REQUIRED TASK> Everything from the line containing "the blurred green" to the last line of the records must be returned verbatim; nothing else belongs in the output.

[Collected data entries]

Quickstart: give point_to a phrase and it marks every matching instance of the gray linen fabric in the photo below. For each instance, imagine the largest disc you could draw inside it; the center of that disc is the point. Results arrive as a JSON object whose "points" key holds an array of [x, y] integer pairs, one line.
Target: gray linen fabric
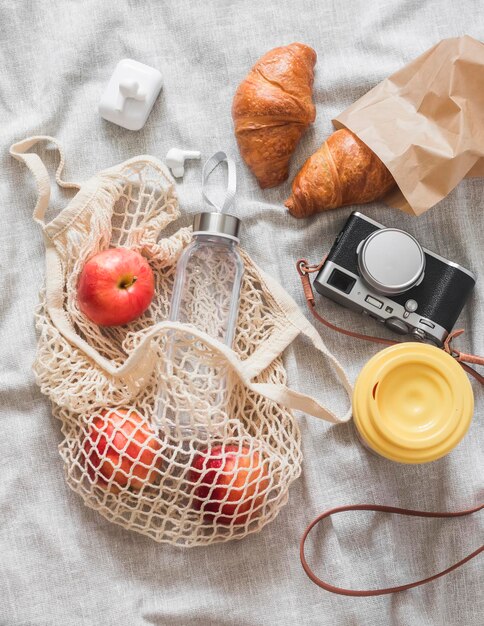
{"points": [[60, 562]]}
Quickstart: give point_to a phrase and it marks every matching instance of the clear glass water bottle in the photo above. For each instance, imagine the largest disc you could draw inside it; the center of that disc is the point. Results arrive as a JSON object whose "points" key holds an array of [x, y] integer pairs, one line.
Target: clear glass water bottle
{"points": [[205, 295], [209, 276]]}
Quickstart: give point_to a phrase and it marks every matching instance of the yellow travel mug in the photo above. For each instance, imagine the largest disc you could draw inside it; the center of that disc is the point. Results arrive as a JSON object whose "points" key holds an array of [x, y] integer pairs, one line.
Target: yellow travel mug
{"points": [[412, 403]]}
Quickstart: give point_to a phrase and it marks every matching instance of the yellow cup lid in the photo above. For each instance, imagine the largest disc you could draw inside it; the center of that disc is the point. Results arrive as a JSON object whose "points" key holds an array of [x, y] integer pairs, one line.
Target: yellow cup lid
{"points": [[412, 403]]}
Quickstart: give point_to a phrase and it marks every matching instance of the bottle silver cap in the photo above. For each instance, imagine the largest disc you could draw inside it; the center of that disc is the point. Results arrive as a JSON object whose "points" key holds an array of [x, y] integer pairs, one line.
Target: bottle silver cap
{"points": [[391, 261], [216, 223]]}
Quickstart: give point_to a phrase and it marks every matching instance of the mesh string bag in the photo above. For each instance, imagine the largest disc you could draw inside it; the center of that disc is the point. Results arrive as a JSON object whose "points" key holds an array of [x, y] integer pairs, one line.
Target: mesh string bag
{"points": [[119, 393]]}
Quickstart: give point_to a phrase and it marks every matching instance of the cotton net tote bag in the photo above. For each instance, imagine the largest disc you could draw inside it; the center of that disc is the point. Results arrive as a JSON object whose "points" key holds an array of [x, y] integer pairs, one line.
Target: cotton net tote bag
{"points": [[118, 392]]}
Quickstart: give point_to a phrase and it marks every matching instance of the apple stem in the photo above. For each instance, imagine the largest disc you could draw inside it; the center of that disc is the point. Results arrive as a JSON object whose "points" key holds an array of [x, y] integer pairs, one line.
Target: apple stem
{"points": [[126, 283]]}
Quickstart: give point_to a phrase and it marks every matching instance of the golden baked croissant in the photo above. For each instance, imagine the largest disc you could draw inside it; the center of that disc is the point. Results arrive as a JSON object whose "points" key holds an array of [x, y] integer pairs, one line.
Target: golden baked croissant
{"points": [[272, 108], [343, 171]]}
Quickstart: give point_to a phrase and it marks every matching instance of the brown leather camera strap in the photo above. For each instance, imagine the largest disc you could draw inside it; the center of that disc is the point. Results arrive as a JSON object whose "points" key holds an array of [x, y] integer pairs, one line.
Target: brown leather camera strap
{"points": [[384, 509], [304, 269]]}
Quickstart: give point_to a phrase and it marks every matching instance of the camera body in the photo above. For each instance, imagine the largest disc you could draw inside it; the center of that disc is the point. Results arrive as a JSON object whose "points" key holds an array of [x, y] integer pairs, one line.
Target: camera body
{"points": [[386, 274]]}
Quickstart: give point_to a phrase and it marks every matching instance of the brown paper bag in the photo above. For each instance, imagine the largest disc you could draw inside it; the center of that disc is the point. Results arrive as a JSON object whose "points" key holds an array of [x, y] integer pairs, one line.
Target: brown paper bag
{"points": [[426, 122]]}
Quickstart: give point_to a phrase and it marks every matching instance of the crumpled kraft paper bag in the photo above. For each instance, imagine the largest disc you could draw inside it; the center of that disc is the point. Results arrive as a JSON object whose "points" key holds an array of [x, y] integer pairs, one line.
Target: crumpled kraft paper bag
{"points": [[426, 123]]}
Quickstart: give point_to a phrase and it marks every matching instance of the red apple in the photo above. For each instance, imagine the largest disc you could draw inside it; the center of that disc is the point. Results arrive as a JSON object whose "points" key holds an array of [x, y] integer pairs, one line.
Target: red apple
{"points": [[230, 483], [119, 444], [115, 287]]}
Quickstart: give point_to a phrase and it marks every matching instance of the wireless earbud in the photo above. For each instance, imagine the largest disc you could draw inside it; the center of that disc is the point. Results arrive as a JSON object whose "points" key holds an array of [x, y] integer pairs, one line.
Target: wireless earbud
{"points": [[175, 160]]}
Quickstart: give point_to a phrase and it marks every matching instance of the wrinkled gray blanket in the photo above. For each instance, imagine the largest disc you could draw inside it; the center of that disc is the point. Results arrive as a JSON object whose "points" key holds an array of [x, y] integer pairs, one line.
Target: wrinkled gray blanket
{"points": [[61, 563]]}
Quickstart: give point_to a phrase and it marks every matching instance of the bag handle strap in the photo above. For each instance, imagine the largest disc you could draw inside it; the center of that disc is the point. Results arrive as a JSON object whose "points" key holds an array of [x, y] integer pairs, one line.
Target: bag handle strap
{"points": [[231, 188], [304, 269], [35, 164], [384, 509]]}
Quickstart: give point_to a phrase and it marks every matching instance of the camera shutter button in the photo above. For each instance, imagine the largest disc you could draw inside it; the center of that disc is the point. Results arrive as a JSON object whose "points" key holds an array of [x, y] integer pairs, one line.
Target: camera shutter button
{"points": [[397, 325]]}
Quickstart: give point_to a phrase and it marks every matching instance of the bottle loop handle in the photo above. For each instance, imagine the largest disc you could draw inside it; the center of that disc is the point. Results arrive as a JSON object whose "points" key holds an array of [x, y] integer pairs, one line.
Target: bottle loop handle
{"points": [[210, 165]]}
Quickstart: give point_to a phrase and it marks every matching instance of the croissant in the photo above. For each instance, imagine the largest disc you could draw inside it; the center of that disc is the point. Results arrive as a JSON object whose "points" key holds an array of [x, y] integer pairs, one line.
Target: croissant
{"points": [[343, 171], [272, 108]]}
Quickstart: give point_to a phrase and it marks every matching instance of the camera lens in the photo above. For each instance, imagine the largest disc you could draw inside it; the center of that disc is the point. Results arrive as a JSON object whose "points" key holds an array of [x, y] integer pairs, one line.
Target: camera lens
{"points": [[391, 261]]}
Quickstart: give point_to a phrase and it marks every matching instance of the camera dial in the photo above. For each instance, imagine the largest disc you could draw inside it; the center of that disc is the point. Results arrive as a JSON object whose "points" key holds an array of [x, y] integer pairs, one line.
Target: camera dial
{"points": [[391, 261]]}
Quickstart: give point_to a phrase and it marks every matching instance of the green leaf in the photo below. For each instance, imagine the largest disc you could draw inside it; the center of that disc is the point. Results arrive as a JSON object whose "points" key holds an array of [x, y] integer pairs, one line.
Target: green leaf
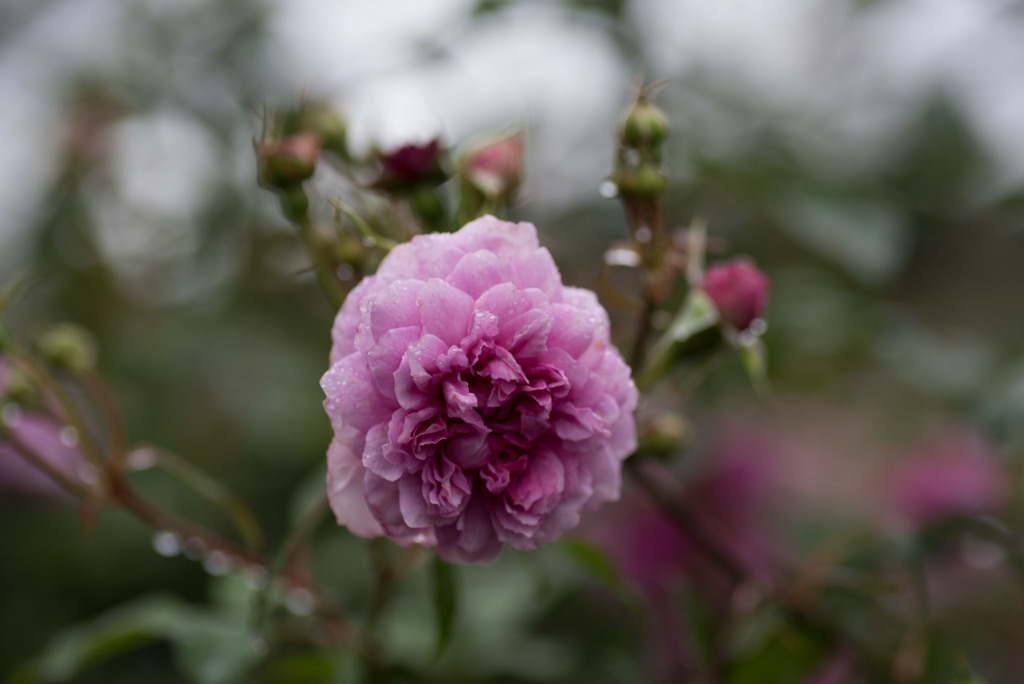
{"points": [[595, 560], [754, 355], [211, 647], [445, 601], [119, 631], [697, 315]]}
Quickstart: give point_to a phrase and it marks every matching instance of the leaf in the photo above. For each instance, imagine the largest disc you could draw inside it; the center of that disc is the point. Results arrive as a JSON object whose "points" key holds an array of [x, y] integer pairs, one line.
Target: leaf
{"points": [[443, 576], [595, 560], [213, 650], [696, 315], [119, 631], [210, 647], [754, 355]]}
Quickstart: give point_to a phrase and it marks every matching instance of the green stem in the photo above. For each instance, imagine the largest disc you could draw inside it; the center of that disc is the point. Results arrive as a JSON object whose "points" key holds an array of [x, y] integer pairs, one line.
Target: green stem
{"points": [[363, 227], [329, 284], [214, 492], [90, 445]]}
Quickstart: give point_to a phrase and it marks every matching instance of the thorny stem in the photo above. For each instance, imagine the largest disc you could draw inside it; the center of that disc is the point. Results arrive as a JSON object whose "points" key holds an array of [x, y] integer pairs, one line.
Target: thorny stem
{"points": [[70, 412], [119, 493], [325, 275], [112, 414]]}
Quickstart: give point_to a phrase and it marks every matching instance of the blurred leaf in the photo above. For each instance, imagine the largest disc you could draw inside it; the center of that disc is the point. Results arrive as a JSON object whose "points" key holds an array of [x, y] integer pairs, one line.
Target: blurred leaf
{"points": [[210, 647], [866, 237], [214, 650], [444, 589], [754, 354], [684, 337], [119, 631], [785, 655], [594, 560]]}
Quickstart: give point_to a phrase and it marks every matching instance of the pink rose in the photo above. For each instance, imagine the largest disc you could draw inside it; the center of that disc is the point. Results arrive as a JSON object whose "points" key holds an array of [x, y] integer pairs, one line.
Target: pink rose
{"points": [[947, 475], [475, 399], [738, 290]]}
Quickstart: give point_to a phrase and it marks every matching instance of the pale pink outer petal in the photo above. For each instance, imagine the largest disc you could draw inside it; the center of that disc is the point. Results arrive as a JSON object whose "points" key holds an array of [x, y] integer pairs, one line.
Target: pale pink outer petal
{"points": [[344, 486]]}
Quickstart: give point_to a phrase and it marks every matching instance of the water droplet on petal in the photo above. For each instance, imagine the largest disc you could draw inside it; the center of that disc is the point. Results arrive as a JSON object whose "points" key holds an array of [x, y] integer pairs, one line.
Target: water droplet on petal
{"points": [[10, 415], [68, 436], [255, 576], [217, 563], [260, 647], [981, 554], [195, 548], [660, 319], [88, 473], [300, 602], [166, 544], [748, 338], [608, 189], [621, 256], [141, 459], [345, 271]]}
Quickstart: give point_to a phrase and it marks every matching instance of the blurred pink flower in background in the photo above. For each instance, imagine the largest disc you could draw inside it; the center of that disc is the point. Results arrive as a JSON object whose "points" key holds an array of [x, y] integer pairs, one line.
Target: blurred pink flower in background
{"points": [[739, 291], [475, 399], [41, 433], [733, 495], [495, 166], [954, 473]]}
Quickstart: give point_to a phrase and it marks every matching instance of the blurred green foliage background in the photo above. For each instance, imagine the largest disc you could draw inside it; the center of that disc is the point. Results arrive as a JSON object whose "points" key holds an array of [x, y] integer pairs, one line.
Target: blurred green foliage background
{"points": [[865, 154]]}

TASK SOLUTION>
Quickstart: give point_to a phrase and it marks every matching instance of the blurred green foliage background in the photo above. For each instance, imagine the largest disc you could draw inside it; the center of that disc is the point. Results arrive as a JSON object whose "points" key holds an array of [x, y] integer pairs, one line.
Target: blurred green foliage background
{"points": [[865, 154]]}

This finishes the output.